# [Exercise brief]
Starting from the line in which "the yellow cushion." appears, output every line down to the last line of the data below, exactly and without anything more.

###

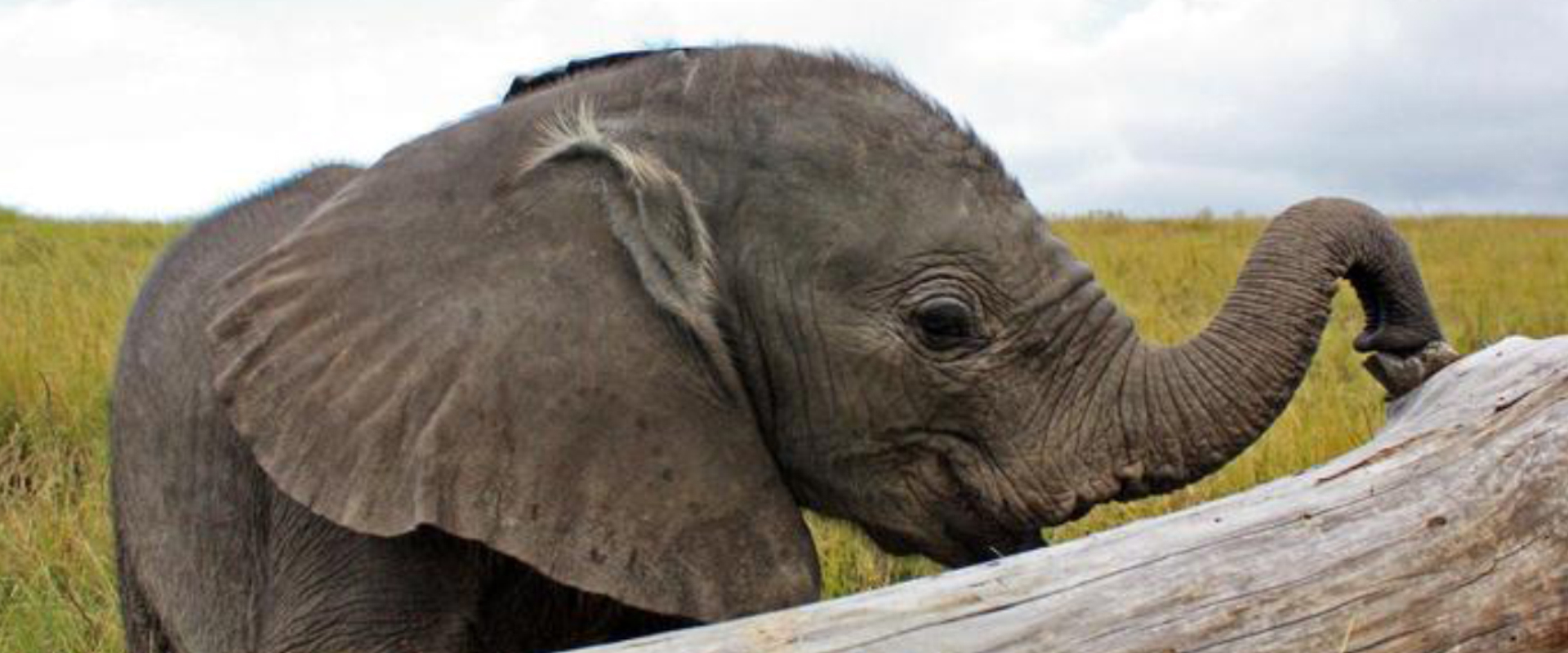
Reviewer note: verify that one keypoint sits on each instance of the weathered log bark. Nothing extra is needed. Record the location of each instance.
(1446, 533)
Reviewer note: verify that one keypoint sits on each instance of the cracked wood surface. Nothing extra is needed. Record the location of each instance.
(1446, 533)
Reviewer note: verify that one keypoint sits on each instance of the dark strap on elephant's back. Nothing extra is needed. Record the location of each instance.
(523, 85)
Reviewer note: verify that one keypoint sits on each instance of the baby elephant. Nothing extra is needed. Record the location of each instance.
(568, 370)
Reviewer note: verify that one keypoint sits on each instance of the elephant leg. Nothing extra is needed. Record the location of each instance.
(143, 630)
(333, 589)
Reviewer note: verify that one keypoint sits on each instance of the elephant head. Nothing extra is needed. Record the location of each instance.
(621, 326)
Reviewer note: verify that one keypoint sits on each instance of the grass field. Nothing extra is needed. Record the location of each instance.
(65, 288)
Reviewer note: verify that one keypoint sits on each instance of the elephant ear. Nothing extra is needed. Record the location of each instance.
(529, 359)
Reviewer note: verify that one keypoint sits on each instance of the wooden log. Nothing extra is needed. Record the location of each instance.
(1446, 533)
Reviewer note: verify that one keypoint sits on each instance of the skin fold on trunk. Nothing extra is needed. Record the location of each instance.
(1187, 409)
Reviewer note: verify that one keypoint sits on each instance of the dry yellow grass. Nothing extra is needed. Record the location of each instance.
(65, 290)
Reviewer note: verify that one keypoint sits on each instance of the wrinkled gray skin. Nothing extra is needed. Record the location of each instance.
(519, 389)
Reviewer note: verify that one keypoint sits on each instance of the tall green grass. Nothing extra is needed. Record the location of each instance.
(65, 288)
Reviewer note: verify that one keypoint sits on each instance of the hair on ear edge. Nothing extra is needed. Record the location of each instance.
(673, 252)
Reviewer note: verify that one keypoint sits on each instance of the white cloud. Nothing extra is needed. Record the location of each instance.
(172, 107)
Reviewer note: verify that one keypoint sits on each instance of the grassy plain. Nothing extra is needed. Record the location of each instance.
(65, 288)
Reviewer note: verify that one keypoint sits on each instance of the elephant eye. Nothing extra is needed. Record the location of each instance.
(946, 323)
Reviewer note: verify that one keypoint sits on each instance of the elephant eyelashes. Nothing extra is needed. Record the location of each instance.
(946, 323)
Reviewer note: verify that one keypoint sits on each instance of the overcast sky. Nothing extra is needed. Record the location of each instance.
(163, 109)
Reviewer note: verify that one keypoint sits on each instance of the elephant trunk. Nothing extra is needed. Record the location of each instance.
(1189, 409)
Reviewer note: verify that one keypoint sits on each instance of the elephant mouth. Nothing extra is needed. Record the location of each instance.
(991, 547)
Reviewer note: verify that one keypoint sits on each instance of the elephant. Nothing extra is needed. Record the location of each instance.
(568, 370)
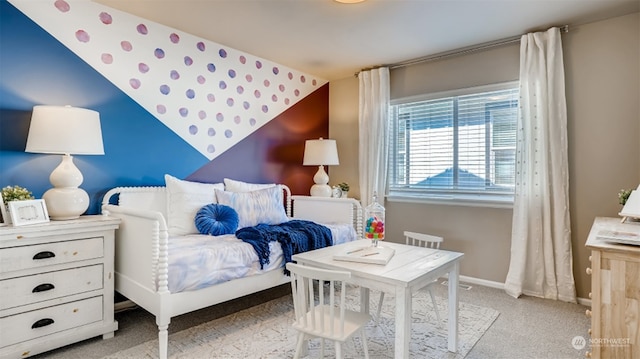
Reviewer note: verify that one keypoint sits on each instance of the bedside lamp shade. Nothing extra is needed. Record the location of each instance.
(320, 153)
(65, 130)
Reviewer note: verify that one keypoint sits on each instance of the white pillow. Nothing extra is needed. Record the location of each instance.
(184, 199)
(239, 186)
(255, 207)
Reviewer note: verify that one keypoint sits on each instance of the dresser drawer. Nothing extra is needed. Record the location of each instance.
(30, 325)
(49, 285)
(40, 255)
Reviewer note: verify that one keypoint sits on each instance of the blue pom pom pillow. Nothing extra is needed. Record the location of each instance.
(216, 220)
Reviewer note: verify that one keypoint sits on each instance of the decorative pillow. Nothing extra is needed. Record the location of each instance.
(255, 207)
(216, 219)
(184, 199)
(239, 186)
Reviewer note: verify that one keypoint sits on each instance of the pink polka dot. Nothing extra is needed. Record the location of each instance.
(105, 18)
(82, 36)
(62, 5)
(142, 29)
(126, 46)
(107, 58)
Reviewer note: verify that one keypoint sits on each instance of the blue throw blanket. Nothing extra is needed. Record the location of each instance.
(295, 236)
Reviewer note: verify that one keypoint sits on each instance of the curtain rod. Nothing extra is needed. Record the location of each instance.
(458, 52)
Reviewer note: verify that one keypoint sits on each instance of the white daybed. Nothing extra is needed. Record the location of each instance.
(143, 242)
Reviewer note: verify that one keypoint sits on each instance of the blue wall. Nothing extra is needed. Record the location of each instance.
(36, 69)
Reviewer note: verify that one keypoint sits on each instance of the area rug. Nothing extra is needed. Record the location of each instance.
(264, 331)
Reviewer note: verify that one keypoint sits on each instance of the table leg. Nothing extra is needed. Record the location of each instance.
(403, 322)
(453, 308)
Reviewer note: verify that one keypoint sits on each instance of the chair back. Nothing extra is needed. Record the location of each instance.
(422, 240)
(319, 312)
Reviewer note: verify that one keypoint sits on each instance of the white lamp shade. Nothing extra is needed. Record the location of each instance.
(65, 130)
(320, 152)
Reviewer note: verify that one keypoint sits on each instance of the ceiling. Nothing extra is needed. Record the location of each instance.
(334, 41)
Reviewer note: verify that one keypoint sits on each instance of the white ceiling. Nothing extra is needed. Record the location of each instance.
(333, 40)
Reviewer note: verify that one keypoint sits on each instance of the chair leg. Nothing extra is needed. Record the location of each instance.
(379, 307)
(299, 345)
(435, 307)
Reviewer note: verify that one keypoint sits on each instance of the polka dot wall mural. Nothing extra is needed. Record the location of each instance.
(210, 95)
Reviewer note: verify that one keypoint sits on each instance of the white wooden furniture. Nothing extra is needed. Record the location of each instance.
(141, 266)
(410, 269)
(419, 240)
(615, 292)
(56, 284)
(328, 209)
(329, 318)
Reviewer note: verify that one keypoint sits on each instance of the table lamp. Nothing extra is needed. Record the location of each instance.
(320, 153)
(65, 130)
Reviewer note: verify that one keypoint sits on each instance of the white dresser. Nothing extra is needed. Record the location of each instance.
(56, 284)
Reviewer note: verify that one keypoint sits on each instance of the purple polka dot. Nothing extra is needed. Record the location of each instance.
(107, 58)
(126, 45)
(62, 5)
(142, 67)
(142, 29)
(82, 36)
(134, 83)
(105, 18)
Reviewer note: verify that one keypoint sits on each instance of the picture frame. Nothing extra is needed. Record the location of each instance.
(28, 212)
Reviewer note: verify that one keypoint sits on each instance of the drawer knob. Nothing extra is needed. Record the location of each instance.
(42, 323)
(44, 255)
(43, 288)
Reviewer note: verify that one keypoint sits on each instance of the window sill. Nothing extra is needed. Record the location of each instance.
(454, 200)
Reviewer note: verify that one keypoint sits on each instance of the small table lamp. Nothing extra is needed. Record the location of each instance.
(65, 130)
(320, 153)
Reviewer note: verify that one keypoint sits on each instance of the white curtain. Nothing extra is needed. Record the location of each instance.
(541, 261)
(373, 118)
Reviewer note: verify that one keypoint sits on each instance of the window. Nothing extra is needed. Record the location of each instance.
(458, 145)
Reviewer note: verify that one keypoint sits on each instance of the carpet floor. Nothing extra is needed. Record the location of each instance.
(264, 331)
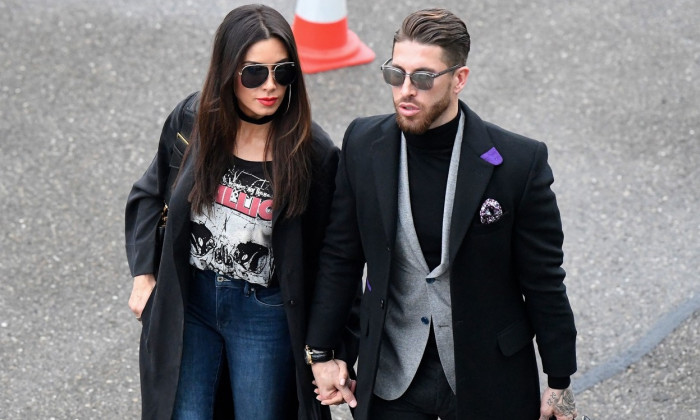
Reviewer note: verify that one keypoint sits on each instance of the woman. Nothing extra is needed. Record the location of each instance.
(245, 222)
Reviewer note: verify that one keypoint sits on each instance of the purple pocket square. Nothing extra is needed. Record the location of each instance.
(493, 157)
(490, 211)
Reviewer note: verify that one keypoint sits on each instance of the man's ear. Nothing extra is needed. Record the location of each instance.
(461, 75)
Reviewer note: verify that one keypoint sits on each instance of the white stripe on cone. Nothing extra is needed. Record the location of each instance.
(322, 11)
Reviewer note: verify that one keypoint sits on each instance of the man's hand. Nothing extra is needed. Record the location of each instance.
(333, 385)
(559, 403)
(141, 291)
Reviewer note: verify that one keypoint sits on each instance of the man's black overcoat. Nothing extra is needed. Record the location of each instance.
(506, 278)
(296, 243)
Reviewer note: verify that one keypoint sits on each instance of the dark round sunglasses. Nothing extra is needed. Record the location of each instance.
(422, 80)
(254, 75)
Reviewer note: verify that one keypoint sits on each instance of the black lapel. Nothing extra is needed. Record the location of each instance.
(385, 164)
(472, 178)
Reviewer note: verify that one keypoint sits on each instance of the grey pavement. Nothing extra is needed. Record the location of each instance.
(611, 86)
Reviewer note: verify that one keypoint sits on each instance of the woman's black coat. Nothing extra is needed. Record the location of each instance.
(296, 243)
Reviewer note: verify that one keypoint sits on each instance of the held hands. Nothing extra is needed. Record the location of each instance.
(141, 291)
(332, 383)
(558, 403)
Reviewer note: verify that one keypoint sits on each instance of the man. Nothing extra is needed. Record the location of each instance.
(462, 238)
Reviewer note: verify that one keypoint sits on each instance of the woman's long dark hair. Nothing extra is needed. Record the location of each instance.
(289, 138)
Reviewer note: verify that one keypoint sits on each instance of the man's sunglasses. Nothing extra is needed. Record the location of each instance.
(254, 75)
(422, 80)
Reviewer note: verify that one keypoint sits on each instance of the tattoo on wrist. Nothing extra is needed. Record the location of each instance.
(565, 406)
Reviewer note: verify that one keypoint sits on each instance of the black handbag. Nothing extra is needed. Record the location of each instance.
(178, 152)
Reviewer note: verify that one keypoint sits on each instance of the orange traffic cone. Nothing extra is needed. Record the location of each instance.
(323, 38)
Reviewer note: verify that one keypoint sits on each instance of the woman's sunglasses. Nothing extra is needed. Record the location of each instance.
(422, 80)
(254, 75)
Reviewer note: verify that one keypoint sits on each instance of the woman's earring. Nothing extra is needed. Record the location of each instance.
(290, 98)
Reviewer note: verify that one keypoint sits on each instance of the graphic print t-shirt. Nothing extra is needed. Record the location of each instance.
(234, 238)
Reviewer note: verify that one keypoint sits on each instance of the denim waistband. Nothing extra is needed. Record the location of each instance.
(209, 275)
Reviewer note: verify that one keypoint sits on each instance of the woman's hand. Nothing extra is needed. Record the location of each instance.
(141, 291)
(558, 403)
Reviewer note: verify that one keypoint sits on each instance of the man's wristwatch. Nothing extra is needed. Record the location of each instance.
(317, 356)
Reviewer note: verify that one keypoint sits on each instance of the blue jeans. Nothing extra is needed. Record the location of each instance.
(247, 325)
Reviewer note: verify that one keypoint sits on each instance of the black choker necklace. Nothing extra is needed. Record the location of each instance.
(258, 121)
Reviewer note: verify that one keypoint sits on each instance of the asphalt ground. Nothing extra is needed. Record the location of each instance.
(611, 87)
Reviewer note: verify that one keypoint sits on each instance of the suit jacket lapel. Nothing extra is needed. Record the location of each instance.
(385, 164)
(472, 178)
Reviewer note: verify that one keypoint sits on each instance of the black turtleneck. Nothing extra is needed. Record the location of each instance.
(428, 157)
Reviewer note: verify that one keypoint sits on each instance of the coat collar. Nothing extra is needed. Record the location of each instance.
(478, 159)
(385, 163)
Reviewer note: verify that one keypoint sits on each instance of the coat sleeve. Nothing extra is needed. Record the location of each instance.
(538, 254)
(335, 300)
(147, 197)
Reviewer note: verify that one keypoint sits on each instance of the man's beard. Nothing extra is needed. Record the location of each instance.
(420, 125)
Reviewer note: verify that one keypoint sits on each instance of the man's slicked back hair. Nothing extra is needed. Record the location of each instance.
(438, 27)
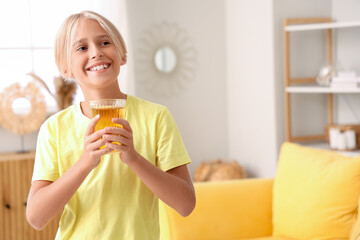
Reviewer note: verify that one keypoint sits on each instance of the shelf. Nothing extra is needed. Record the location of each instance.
(319, 26)
(325, 146)
(320, 89)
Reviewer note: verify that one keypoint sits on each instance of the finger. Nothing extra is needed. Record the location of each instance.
(95, 136)
(116, 138)
(101, 152)
(123, 122)
(118, 131)
(92, 124)
(97, 144)
(114, 146)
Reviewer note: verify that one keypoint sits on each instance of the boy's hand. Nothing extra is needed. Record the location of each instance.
(92, 143)
(123, 136)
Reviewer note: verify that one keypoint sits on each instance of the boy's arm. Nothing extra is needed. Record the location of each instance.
(174, 187)
(47, 198)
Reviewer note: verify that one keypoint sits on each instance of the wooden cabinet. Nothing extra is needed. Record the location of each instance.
(15, 181)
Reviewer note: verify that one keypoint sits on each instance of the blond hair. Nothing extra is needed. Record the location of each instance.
(65, 34)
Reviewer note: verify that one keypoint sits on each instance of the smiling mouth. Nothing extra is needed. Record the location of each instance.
(99, 67)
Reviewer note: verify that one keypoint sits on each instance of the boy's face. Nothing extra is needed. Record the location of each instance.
(95, 62)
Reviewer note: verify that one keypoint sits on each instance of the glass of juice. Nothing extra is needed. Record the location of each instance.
(108, 109)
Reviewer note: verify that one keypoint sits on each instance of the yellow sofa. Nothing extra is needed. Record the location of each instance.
(314, 195)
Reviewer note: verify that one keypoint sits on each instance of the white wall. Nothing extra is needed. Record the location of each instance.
(251, 93)
(347, 54)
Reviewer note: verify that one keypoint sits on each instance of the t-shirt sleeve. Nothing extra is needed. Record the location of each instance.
(46, 165)
(171, 151)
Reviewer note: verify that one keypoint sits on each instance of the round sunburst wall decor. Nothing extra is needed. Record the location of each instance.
(165, 60)
(27, 121)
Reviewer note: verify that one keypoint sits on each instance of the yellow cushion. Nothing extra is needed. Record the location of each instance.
(315, 193)
(234, 209)
(355, 232)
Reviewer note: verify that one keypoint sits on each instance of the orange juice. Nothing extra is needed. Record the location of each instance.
(107, 109)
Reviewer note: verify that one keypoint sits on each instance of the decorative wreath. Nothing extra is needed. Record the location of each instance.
(169, 83)
(22, 123)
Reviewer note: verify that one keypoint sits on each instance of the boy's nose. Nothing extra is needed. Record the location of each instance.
(96, 53)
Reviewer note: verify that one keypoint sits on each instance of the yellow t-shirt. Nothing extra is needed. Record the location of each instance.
(112, 202)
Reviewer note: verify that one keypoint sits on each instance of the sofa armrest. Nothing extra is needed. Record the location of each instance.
(233, 209)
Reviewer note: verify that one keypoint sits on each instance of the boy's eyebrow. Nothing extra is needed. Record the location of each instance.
(83, 39)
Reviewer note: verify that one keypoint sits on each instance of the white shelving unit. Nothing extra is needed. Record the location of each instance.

###

# [Exercise output]
Reviewer note: verify that one keypoint sits on each instance of the yellow cushion. Nothing extra is needed. Record the location of each instance.
(315, 193)
(234, 209)
(355, 232)
Reviewer note: verify that one keypoint sits on each instance of the orange juice. Nothing extra is needed. Record the location of each instance.
(107, 109)
Reviewer note: verify that one keypoint sits on each instance of the decorative wreath. Nothing extra is needed. Record the location of each instance.
(169, 83)
(22, 123)
Reviewer note: verify that one keypoint sits on each instance of the boy's nose. Nothing extra is needed. Record the location of each instance.
(96, 53)
Reviewer note: verify that one keypoint sits on each instance of the yellow t-shirt. Nothing extra is needed. Record the location of each instance.
(112, 202)
Reviewer note: verify that one keypoint sits on each instance of the sofa armrest. Nothing extra is needed. Record the location of each instance.
(233, 209)
Reviewer note: verify that one keypoint sits on each instance of the boy's eyebrow. Nothing extra is needed. Record the location of each instance.
(83, 39)
Reviewer note: verify that one keypoint sits on each instance of the white shelving unit. Nothing extra is needed. Record the location of each instance.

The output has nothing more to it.